_Given request:_ Convert the material below into a JSON list of strings with one string per line, leaving out blank lines.

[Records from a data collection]
────────────────

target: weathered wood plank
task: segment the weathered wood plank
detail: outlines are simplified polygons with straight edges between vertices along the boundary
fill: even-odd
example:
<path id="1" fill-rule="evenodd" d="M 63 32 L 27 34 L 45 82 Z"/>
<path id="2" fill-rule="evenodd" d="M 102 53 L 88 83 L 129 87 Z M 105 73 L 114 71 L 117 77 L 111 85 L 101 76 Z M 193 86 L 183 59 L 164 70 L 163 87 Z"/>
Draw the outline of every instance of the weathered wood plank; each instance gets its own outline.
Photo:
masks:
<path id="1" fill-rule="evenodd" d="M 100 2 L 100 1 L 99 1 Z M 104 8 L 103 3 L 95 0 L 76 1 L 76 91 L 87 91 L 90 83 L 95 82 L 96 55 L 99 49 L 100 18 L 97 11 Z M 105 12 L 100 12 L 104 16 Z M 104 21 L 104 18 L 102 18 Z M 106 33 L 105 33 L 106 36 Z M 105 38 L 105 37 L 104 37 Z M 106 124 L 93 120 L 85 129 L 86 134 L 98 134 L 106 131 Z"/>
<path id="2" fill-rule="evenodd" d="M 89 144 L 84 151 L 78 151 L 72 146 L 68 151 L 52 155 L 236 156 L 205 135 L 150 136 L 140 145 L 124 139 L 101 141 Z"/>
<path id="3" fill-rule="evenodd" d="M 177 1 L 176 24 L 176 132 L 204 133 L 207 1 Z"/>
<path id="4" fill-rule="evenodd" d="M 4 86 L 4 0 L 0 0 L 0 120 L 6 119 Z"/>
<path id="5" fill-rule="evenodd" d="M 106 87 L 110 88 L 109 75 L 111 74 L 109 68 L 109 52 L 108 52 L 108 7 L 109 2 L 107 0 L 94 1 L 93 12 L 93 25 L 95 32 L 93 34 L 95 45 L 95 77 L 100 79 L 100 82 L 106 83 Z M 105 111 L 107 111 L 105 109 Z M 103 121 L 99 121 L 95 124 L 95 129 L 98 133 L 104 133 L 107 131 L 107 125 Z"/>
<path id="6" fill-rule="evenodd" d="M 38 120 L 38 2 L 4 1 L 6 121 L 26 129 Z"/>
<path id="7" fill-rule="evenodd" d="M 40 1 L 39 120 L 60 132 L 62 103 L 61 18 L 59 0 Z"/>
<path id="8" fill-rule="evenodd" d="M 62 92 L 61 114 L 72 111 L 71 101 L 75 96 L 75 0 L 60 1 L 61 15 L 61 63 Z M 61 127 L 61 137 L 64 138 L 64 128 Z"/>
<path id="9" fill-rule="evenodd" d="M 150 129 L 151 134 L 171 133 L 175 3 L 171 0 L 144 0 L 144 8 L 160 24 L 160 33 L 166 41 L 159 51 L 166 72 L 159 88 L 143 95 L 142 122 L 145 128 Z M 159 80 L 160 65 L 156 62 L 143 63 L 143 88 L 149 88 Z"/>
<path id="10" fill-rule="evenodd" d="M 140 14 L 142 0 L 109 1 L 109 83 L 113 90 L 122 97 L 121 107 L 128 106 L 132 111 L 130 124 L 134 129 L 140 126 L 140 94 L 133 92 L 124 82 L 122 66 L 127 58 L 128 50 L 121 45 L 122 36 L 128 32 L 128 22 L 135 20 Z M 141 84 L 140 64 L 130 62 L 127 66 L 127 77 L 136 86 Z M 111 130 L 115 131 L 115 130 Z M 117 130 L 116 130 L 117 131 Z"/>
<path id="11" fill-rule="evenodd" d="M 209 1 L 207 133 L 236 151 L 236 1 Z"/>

────────────────

_Exercise result:_
[
  "target: weathered wood plank",
  "task: segment the weathered wood plank",
  "detail: outlines are simplified polygons with straight edges between vertices along the boundary",
  "fill: even-odd",
  "example:",
  "<path id=\"1\" fill-rule=\"evenodd\" d=\"M 63 32 L 27 34 L 45 82 Z\"/>",
  "<path id=\"2\" fill-rule=\"evenodd\" d=\"M 102 53 L 88 83 L 129 87 Z M 105 73 L 114 71 L 117 77 L 111 85 L 101 76 Z M 193 86 L 183 59 L 164 70 L 163 87 Z\"/>",
  "Draw the outline of every instance of the weathered wood plank; each instance gets its own outline.",
  "Photo:",
  "masks:",
  "<path id=\"1\" fill-rule=\"evenodd\" d=\"M 100 2 L 100 1 L 99 1 Z M 104 8 L 103 3 L 95 0 L 76 1 L 76 91 L 87 91 L 90 83 L 95 82 L 96 55 L 99 49 L 100 18 L 97 11 Z M 105 12 L 100 12 L 104 16 Z M 104 21 L 104 18 L 102 18 Z M 106 33 L 105 33 L 106 36 Z M 105 38 L 105 37 L 104 37 Z M 106 124 L 93 120 L 85 129 L 86 134 L 98 134 L 106 131 Z\"/>",
  "<path id=\"2\" fill-rule=\"evenodd\" d=\"M 89 144 L 84 151 L 78 151 L 72 146 L 68 151 L 52 155 L 236 156 L 205 135 L 150 136 L 140 145 L 124 139 L 101 141 Z\"/>",
  "<path id=\"3\" fill-rule=\"evenodd\" d=\"M 177 1 L 176 24 L 176 132 L 204 133 L 207 1 Z\"/>",
  "<path id=\"4\" fill-rule=\"evenodd\" d=\"M 4 86 L 4 0 L 0 0 L 0 120 L 6 119 Z\"/>",
  "<path id=\"5\" fill-rule=\"evenodd\" d=\"M 106 87 L 110 88 L 109 75 L 111 74 L 109 68 L 109 52 L 108 52 L 108 7 L 109 2 L 107 0 L 94 1 L 93 12 L 93 25 L 95 32 L 93 34 L 95 45 L 95 77 L 100 79 L 100 82 L 106 83 Z M 105 111 L 107 111 L 105 109 Z M 103 121 L 99 121 L 95 124 L 95 129 L 98 133 L 104 133 L 107 131 L 107 125 Z\"/>",
  "<path id=\"6\" fill-rule=\"evenodd\" d=\"M 38 120 L 38 2 L 4 1 L 6 121 L 26 129 Z\"/>",
  "<path id=\"7\" fill-rule=\"evenodd\" d=\"M 40 1 L 39 120 L 60 132 L 62 103 L 61 18 L 59 0 Z\"/>",
  "<path id=\"8\" fill-rule=\"evenodd\" d=\"M 62 92 L 61 114 L 72 111 L 71 101 L 75 96 L 75 0 L 60 1 L 61 15 L 61 63 Z M 61 127 L 61 137 L 64 138 L 64 128 Z\"/>",
  "<path id=\"9\" fill-rule=\"evenodd\" d=\"M 150 129 L 151 134 L 171 133 L 175 3 L 171 0 L 144 0 L 144 8 L 160 24 L 160 33 L 166 41 L 159 51 L 166 72 L 159 88 L 143 95 L 142 122 L 145 128 Z M 159 80 L 160 65 L 156 62 L 143 63 L 143 88 L 149 88 Z\"/>",
  "<path id=\"10\" fill-rule=\"evenodd\" d=\"M 140 14 L 142 0 L 109 1 L 109 83 L 113 90 L 122 97 L 121 107 L 128 106 L 132 111 L 130 124 L 134 129 L 140 126 L 140 94 L 133 92 L 124 82 L 122 66 L 127 58 L 128 50 L 121 45 L 122 36 L 128 32 L 128 22 L 135 20 Z M 141 84 L 140 64 L 130 62 L 127 66 L 127 77 L 136 86 Z M 111 130 L 115 131 L 115 130 Z M 117 130 L 116 130 L 117 131 Z\"/>",
  "<path id=\"11\" fill-rule=\"evenodd\" d=\"M 209 1 L 207 133 L 236 151 L 236 1 Z\"/>"
]